>> Begin PROVIDED INFORMATION

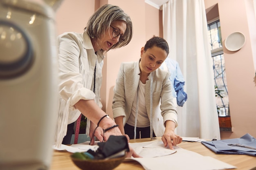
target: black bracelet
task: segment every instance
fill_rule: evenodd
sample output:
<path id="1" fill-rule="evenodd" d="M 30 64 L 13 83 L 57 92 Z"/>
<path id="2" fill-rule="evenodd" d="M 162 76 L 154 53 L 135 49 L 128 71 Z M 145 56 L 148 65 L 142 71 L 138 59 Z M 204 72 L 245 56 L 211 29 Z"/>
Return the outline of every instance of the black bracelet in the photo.
<path id="1" fill-rule="evenodd" d="M 101 119 L 99 119 L 99 122 L 98 122 L 98 124 L 97 124 L 97 126 L 99 126 L 99 123 L 101 122 L 101 120 L 102 120 L 103 119 L 103 118 L 104 118 L 105 117 L 107 117 L 107 118 L 109 118 L 110 117 L 109 117 L 109 116 L 108 115 L 104 115 L 102 117 L 101 117 Z"/>
<path id="2" fill-rule="evenodd" d="M 105 132 L 106 132 L 108 130 L 109 130 L 110 129 L 112 129 L 113 128 L 116 128 L 117 127 L 118 127 L 118 126 L 119 126 L 118 125 L 113 125 L 111 127 L 110 127 L 109 128 L 107 128 L 106 129 L 103 129 L 103 132 L 105 133 Z"/>

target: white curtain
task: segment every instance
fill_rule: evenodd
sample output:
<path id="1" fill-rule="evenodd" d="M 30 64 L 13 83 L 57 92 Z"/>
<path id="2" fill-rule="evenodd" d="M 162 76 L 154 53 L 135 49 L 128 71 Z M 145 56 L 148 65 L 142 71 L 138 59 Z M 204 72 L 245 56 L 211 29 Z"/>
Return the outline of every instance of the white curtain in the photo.
<path id="1" fill-rule="evenodd" d="M 178 62 L 188 99 L 178 107 L 178 135 L 220 139 L 213 64 L 204 0 L 170 0 L 163 5 L 164 38 Z"/>

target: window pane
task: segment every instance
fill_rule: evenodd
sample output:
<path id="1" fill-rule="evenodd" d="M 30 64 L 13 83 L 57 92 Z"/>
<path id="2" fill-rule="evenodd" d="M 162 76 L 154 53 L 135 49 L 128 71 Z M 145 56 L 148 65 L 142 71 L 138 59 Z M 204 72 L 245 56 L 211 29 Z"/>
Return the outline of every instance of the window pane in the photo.
<path id="1" fill-rule="evenodd" d="M 208 35 L 211 50 L 222 47 L 219 20 L 208 25 Z M 221 51 L 222 54 L 212 56 L 213 63 L 216 102 L 219 116 L 229 116 L 230 114 L 225 61 L 223 51 Z"/>

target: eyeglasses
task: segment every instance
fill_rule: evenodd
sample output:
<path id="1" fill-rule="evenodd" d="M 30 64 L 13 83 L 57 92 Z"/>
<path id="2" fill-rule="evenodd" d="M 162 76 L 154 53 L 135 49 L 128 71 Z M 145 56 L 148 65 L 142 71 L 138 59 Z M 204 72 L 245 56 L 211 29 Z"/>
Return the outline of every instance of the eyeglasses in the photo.
<path id="1" fill-rule="evenodd" d="M 121 43 L 124 41 L 124 36 L 122 35 L 120 33 L 120 31 L 119 30 L 116 28 L 111 26 L 110 26 L 113 29 L 113 32 L 112 32 L 112 35 L 114 37 L 117 37 L 120 35 L 120 37 L 119 38 L 119 42 Z"/>

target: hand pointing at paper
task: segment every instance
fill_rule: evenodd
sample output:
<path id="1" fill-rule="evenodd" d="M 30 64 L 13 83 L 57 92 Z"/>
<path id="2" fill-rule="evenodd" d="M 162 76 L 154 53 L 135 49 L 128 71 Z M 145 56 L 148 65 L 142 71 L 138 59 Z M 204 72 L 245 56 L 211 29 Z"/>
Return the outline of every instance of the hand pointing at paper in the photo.
<path id="1" fill-rule="evenodd" d="M 173 150 L 173 146 L 180 144 L 182 141 L 182 138 L 175 134 L 174 129 L 175 124 L 173 121 L 168 120 L 165 122 L 165 124 L 166 128 L 164 133 L 162 136 L 162 141 L 164 142 L 165 147 L 168 146 L 171 149 Z"/>

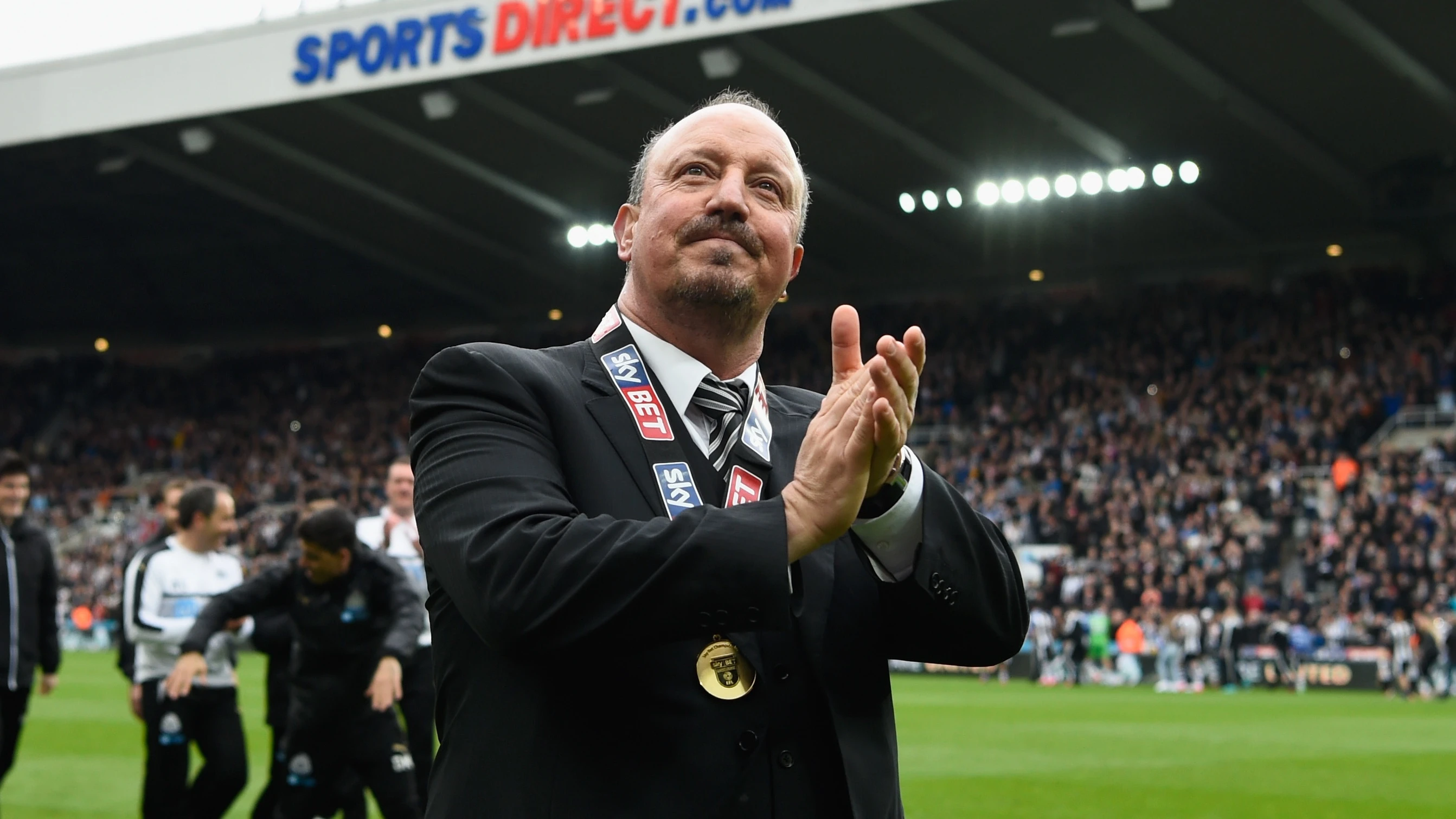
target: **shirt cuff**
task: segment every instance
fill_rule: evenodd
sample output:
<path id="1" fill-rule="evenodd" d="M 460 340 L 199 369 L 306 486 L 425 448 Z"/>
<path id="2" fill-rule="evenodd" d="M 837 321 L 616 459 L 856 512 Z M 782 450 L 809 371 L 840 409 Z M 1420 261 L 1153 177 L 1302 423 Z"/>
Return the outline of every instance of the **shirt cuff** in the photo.
<path id="1" fill-rule="evenodd" d="M 910 447 L 904 447 L 910 462 L 906 491 L 879 517 L 862 517 L 849 528 L 869 551 L 875 576 L 885 583 L 898 583 L 914 573 L 914 555 L 925 538 L 925 465 Z"/>

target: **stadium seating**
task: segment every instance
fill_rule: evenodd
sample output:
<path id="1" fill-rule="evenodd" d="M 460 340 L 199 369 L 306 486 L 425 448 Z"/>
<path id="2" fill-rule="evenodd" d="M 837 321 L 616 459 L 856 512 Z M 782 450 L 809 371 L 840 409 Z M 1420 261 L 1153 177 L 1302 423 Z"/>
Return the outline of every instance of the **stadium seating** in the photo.
<path id="1" fill-rule="evenodd" d="M 1299 609 L 1328 640 L 1360 643 L 1398 606 L 1447 608 L 1456 587 L 1447 444 L 1367 443 L 1402 408 L 1452 408 L 1449 280 L 1044 291 L 878 306 L 863 322 L 866 338 L 916 322 L 930 340 L 922 459 L 1013 544 L 1072 546 L 1047 567 L 1042 606 Z M 824 389 L 827 326 L 827 307 L 782 309 L 769 382 Z M 381 466 L 406 446 L 415 373 L 438 347 L 0 367 L 0 383 L 45 408 L 0 417 L 0 433 L 36 461 L 66 603 L 100 619 L 116 609 L 125 545 L 156 526 L 144 497 L 163 475 L 230 484 L 249 558 L 278 552 L 304 497 L 376 507 Z"/>

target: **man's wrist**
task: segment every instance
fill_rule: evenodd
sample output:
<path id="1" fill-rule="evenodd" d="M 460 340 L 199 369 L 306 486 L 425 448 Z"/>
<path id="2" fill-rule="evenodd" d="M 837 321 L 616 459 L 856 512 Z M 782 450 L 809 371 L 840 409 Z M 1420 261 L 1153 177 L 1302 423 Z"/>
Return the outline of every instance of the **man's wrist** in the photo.
<path id="1" fill-rule="evenodd" d="M 910 485 L 910 459 L 904 456 L 904 447 L 895 458 L 900 459 L 900 463 L 890 471 L 890 478 L 879 487 L 879 491 L 866 495 L 859 504 L 856 520 L 879 517 L 904 497 L 906 487 Z"/>

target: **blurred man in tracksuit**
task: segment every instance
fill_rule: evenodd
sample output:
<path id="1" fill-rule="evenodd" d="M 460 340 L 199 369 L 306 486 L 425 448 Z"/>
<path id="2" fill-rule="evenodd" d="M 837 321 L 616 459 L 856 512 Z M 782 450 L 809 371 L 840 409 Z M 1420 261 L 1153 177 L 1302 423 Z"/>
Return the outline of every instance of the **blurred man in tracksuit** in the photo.
<path id="1" fill-rule="evenodd" d="M 395 716 L 402 665 L 415 653 L 422 606 L 395 561 L 364 548 L 354 516 L 323 509 L 298 523 L 300 554 L 213 597 L 182 643 L 169 697 L 208 673 L 202 648 L 230 621 L 285 608 L 293 621 L 287 785 L 275 816 L 332 816 L 354 772 L 384 819 L 418 819 L 415 764 Z"/>
<path id="2" fill-rule="evenodd" d="M 41 694 L 55 689 L 61 644 L 55 619 L 55 554 L 45 532 L 23 517 L 31 469 L 15 452 L 0 452 L 0 780 L 15 764 L 15 746 L 31 702 L 35 666 Z"/>

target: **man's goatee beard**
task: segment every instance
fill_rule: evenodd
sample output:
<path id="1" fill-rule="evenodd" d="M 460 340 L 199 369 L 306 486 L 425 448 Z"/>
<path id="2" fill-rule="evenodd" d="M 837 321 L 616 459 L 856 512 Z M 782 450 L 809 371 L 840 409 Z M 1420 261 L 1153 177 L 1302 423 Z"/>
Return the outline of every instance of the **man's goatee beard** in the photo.
<path id="1" fill-rule="evenodd" d="M 756 296 L 751 284 L 722 268 L 684 275 L 668 291 L 671 305 L 713 321 L 716 329 L 729 335 L 743 335 L 757 324 Z"/>

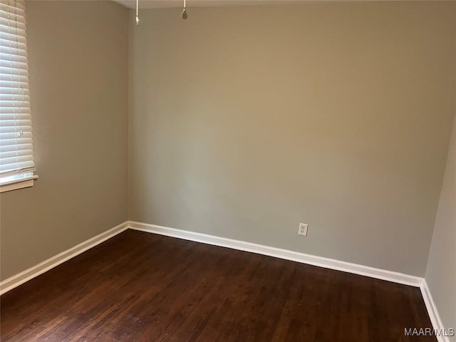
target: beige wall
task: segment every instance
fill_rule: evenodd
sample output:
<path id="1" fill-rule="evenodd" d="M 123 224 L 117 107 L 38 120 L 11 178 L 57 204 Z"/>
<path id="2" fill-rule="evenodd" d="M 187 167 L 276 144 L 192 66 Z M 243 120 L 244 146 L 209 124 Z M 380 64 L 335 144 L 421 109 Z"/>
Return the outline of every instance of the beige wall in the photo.
<path id="1" fill-rule="evenodd" d="M 130 24 L 129 218 L 424 276 L 456 4 L 188 12 Z"/>
<path id="2" fill-rule="evenodd" d="M 1 279 L 127 219 L 128 11 L 26 6 L 39 180 L 1 194 Z"/>
<path id="3" fill-rule="evenodd" d="M 452 132 L 425 276 L 447 329 L 456 328 L 456 120 Z"/>

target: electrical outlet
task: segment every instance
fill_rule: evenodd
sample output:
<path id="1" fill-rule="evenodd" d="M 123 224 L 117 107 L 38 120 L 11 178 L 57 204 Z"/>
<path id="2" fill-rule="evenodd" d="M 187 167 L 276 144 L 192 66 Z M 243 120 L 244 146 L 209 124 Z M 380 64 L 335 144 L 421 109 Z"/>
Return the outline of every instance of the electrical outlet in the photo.
<path id="1" fill-rule="evenodd" d="M 308 227 L 309 227 L 309 224 L 306 224 L 305 223 L 300 223 L 299 229 L 298 229 L 298 234 L 299 235 L 304 235 L 304 237 L 306 237 Z"/>

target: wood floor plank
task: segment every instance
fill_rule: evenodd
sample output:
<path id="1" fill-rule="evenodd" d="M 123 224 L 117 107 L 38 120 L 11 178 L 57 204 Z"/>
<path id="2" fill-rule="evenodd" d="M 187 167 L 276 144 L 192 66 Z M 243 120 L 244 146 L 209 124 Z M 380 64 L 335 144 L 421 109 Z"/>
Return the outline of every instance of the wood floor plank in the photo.
<path id="1" fill-rule="evenodd" d="M 128 230 L 0 299 L 2 341 L 429 342 L 419 289 Z"/>

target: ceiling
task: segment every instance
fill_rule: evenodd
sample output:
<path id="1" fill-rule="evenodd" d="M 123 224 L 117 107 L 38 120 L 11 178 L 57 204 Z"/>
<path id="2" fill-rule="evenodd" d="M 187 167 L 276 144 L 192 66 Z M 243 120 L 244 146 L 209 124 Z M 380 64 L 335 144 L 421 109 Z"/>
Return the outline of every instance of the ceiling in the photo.
<path id="1" fill-rule="evenodd" d="M 113 1 L 130 9 L 136 7 L 135 0 Z M 187 0 L 187 7 L 296 4 L 304 1 L 309 2 L 309 0 Z M 139 0 L 139 3 L 141 9 L 160 9 L 182 7 L 183 0 Z"/>

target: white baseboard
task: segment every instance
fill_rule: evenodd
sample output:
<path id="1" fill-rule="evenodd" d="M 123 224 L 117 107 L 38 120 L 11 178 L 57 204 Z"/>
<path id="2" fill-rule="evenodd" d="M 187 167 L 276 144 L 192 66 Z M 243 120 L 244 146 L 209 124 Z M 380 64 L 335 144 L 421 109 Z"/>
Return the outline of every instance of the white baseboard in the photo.
<path id="1" fill-rule="evenodd" d="M 420 287 L 423 284 L 423 279 L 403 274 L 402 273 L 393 272 L 385 269 L 375 269 L 368 266 L 351 264 L 350 262 L 341 261 L 333 259 L 316 256 L 314 255 L 306 254 L 297 252 L 281 249 L 279 248 L 263 246 L 261 244 L 245 242 L 243 241 L 233 240 L 224 237 L 215 237 L 206 234 L 195 233 L 187 230 L 176 229 L 167 227 L 149 224 L 146 223 L 135 222 L 130 221 L 128 222 L 128 228 L 142 232 L 159 234 L 167 237 L 177 237 L 185 240 L 195 241 L 204 244 L 220 246 L 222 247 L 239 249 L 241 251 L 250 252 L 259 254 L 275 256 L 276 258 L 291 260 L 294 261 L 308 264 L 309 265 L 318 266 L 326 269 L 336 269 L 345 272 L 360 274 L 361 276 L 370 276 L 378 279 L 387 280 L 395 283 L 410 285 L 412 286 Z"/>
<path id="2" fill-rule="evenodd" d="M 0 295 L 12 290 L 15 287 L 19 286 L 40 274 L 42 274 L 51 269 L 53 269 L 56 266 L 58 266 L 67 260 L 81 254 L 86 250 L 100 244 L 104 241 L 110 239 L 115 235 L 117 235 L 128 229 L 128 222 L 121 223 L 120 224 L 115 226 L 114 228 L 111 228 L 106 232 L 93 237 L 88 240 L 86 240 L 83 242 L 67 249 L 66 251 L 62 252 L 61 253 L 49 258 L 33 267 L 26 269 L 15 276 L 4 280 L 0 282 Z"/>
<path id="3" fill-rule="evenodd" d="M 437 331 L 445 331 L 445 327 L 443 326 L 443 323 L 440 319 L 440 316 L 439 315 L 437 306 L 435 306 L 435 303 L 434 303 L 432 296 L 430 294 L 430 290 L 428 286 L 426 279 L 423 279 L 423 283 L 420 286 L 420 289 L 421 290 L 421 294 L 423 300 L 425 301 L 425 304 L 428 309 L 428 314 L 429 314 L 430 322 L 432 324 L 432 328 Z M 448 336 L 437 336 L 435 337 L 437 337 L 438 342 L 450 342 L 450 338 Z"/>
<path id="4" fill-rule="evenodd" d="M 58 254 L 45 260 L 28 269 L 5 279 L 0 282 L 0 295 L 39 276 L 40 274 L 42 274 L 51 269 L 60 265 L 67 260 L 81 254 L 86 250 L 100 244 L 100 243 L 128 229 L 158 234 L 160 235 L 166 235 L 167 237 L 177 237 L 185 240 L 202 242 L 214 246 L 231 248 L 232 249 L 249 252 L 252 253 L 274 256 L 286 260 L 291 260 L 309 265 L 318 266 L 326 269 L 335 269 L 405 285 L 420 287 L 433 328 L 436 330 L 442 330 L 444 328 L 437 307 L 435 306 L 432 297 L 430 294 L 428 284 L 423 278 L 385 269 L 375 269 L 368 266 L 341 261 L 333 259 L 323 258 L 321 256 L 306 254 L 304 253 L 281 249 L 269 246 L 263 246 L 261 244 L 234 240 L 232 239 L 219 237 L 207 234 L 197 233 L 195 232 L 177 229 L 175 228 L 169 228 L 167 227 L 135 222 L 133 221 L 123 222 L 113 228 L 111 228 L 110 229 L 107 230 L 106 232 L 104 232 L 103 233 L 70 248 L 66 251 L 59 253 Z M 437 338 L 439 342 L 450 342 L 448 337 L 437 336 Z"/>

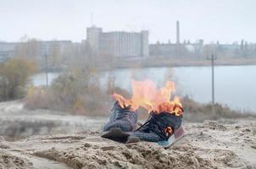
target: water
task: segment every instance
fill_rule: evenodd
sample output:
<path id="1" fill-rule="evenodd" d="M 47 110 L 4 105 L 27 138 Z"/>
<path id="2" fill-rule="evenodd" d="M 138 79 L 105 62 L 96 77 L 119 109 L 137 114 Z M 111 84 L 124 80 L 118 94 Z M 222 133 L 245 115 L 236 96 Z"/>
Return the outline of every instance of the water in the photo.
<path id="1" fill-rule="evenodd" d="M 177 94 L 187 95 L 199 102 L 211 101 L 211 68 L 181 67 L 151 68 L 140 69 L 120 69 L 103 73 L 102 86 L 106 86 L 108 76 L 114 75 L 116 86 L 131 90 L 132 79 L 151 79 L 158 86 L 166 80 L 176 84 Z M 49 74 L 49 82 L 58 76 Z M 215 101 L 232 108 L 256 112 L 256 66 L 219 66 L 215 67 Z M 33 77 L 36 85 L 45 84 L 45 74 Z"/>

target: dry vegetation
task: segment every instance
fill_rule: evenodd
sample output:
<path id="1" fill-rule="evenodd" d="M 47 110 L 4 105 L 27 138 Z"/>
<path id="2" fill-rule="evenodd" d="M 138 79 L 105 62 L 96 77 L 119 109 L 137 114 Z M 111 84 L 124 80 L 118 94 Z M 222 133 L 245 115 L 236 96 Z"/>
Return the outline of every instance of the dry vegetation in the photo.
<path id="1" fill-rule="evenodd" d="M 1 63 L 0 101 L 23 97 L 29 78 L 35 71 L 35 63 L 21 57 Z"/>
<path id="2" fill-rule="evenodd" d="M 214 112 L 212 111 L 212 104 L 200 104 L 187 97 L 182 101 L 185 108 L 185 120 L 190 122 L 203 122 L 206 119 L 217 120 L 220 118 L 242 118 L 248 117 L 256 117 L 251 112 L 244 112 L 238 110 L 231 110 L 225 105 L 216 103 Z"/>

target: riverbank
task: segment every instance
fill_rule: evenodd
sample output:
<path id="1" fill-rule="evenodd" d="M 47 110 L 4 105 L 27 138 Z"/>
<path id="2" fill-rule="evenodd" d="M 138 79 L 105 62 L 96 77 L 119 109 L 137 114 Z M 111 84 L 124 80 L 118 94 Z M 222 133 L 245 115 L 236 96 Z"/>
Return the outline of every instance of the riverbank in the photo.
<path id="1" fill-rule="evenodd" d="M 217 58 L 216 66 L 242 66 L 256 65 L 255 58 Z M 169 58 L 163 57 L 149 57 L 144 59 L 127 58 L 116 60 L 115 68 L 176 68 L 176 67 L 202 67 L 210 66 L 210 60 Z"/>
<path id="2" fill-rule="evenodd" d="M 0 168 L 255 168 L 255 119 L 184 123 L 170 148 L 121 144 L 100 132 L 0 140 Z"/>
<path id="3" fill-rule="evenodd" d="M 29 111 L 21 101 L 3 102 L 0 168 L 255 168 L 255 120 L 184 121 L 185 136 L 164 149 L 153 143 L 125 144 L 101 138 L 108 117 Z"/>

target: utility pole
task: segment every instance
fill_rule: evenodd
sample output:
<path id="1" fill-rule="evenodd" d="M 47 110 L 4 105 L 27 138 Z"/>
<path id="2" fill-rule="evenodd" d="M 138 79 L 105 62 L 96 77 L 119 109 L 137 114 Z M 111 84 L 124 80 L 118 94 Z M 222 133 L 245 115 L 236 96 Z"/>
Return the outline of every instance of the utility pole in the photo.
<path id="1" fill-rule="evenodd" d="M 212 67 L 212 112 L 215 113 L 214 105 L 215 105 L 215 85 L 214 85 L 214 60 L 217 58 L 212 53 L 210 57 L 207 57 L 208 60 L 211 60 Z"/>
<path id="2" fill-rule="evenodd" d="M 214 60 L 216 60 L 216 57 L 214 57 L 214 55 L 212 53 L 210 58 L 208 59 L 211 60 L 211 67 L 212 67 L 212 112 L 213 114 L 214 114 L 215 113 Z"/>
<path id="3" fill-rule="evenodd" d="M 212 63 L 212 106 L 213 106 L 213 113 L 215 112 L 214 105 L 215 105 L 215 93 L 214 93 L 214 56 L 212 54 L 211 57 Z"/>
<path id="4" fill-rule="evenodd" d="M 48 66 L 47 66 L 47 54 L 45 53 L 45 74 L 46 74 L 46 84 L 48 87 Z"/>

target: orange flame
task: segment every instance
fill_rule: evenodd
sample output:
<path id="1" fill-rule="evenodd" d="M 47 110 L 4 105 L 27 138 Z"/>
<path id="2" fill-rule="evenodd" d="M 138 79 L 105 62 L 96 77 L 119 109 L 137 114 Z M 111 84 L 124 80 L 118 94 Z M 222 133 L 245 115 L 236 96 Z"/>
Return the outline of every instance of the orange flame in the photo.
<path id="1" fill-rule="evenodd" d="M 132 81 L 133 95 L 131 99 L 125 99 L 115 93 L 113 96 L 123 108 L 131 106 L 131 109 L 135 111 L 141 106 L 148 112 L 166 112 L 180 116 L 183 112 L 180 99 L 175 96 L 174 100 L 170 100 L 175 90 L 175 84 L 171 81 L 167 81 L 165 86 L 161 89 L 157 89 L 154 83 L 150 80 Z"/>

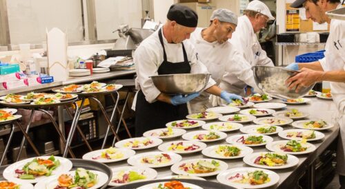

>> End PROVIDED INFORMATION

Extract every line of the records above that contains the string "stadium". Case counts.

target: **stadium seating**
Return the outline of every instance of the **stadium seating** in the photo.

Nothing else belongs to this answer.